Provided information:

Segment Open

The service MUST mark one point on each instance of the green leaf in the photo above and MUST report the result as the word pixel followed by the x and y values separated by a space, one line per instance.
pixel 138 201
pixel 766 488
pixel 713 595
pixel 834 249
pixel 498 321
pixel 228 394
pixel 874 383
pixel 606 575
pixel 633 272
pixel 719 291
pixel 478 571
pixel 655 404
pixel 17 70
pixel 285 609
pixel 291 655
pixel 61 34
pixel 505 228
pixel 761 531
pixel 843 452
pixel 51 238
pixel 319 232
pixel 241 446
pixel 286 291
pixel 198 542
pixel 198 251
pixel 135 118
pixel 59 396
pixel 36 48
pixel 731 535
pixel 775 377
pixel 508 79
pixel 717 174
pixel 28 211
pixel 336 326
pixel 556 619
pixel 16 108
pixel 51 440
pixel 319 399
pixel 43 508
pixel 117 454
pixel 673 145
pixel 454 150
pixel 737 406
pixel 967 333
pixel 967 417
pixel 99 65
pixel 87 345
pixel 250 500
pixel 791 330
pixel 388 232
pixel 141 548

Segment Closed
Segment Open

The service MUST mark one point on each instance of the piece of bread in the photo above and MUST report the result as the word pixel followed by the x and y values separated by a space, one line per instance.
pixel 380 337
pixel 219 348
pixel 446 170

Segment Closed
Segment Open

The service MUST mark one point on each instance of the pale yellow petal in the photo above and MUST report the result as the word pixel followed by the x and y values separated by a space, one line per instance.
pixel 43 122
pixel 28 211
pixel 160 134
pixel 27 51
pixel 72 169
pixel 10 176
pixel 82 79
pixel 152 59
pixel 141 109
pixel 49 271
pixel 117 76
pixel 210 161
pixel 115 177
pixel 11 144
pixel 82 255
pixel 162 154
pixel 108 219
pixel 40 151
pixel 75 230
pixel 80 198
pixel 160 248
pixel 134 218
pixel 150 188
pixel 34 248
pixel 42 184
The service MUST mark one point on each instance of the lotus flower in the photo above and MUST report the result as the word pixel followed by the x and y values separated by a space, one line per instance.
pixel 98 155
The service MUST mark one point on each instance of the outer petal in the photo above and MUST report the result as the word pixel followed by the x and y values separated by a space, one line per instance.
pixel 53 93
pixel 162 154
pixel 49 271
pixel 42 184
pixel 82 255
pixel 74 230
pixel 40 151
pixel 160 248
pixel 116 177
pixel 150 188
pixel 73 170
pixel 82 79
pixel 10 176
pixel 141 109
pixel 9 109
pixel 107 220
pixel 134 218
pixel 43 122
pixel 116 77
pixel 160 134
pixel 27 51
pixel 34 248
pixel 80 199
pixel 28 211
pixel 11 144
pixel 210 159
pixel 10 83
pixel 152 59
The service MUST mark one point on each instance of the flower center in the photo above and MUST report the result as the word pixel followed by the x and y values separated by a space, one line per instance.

Segment Closed

What is asked for is an exact copy of the lines above from the one containing "of the lotus" through the one containing "of the flower", and only those.

Answer space:
The service MUST mark one point on each instance of the lotus flower in the photo above and MUST report the result as the word pixel followed by the x and y values separated by a space, one line per instance.
pixel 98 155
The service MUST mark one point on each instance of the outer petal in the photo above and MUST report the result as the word pixel followed by the x and y values separated by a space, one line per instance.
pixel 53 93
pixel 162 154
pixel 49 271
pixel 42 184
pixel 82 255
pixel 74 230
pixel 40 151
pixel 160 248
pixel 116 177
pixel 150 188
pixel 73 170
pixel 82 79
pixel 10 176
pixel 141 109
pixel 9 109
pixel 107 220
pixel 134 218
pixel 43 122
pixel 116 77
pixel 160 134
pixel 27 51
pixel 34 248
pixel 80 199
pixel 28 211
pixel 11 144
pixel 210 159
pixel 10 83
pixel 152 59
The service MUST mark one point on each instance of the flower center in the photo above and MUST report the result as the word pixel followed by the x and y values separated by a space, one line per instance.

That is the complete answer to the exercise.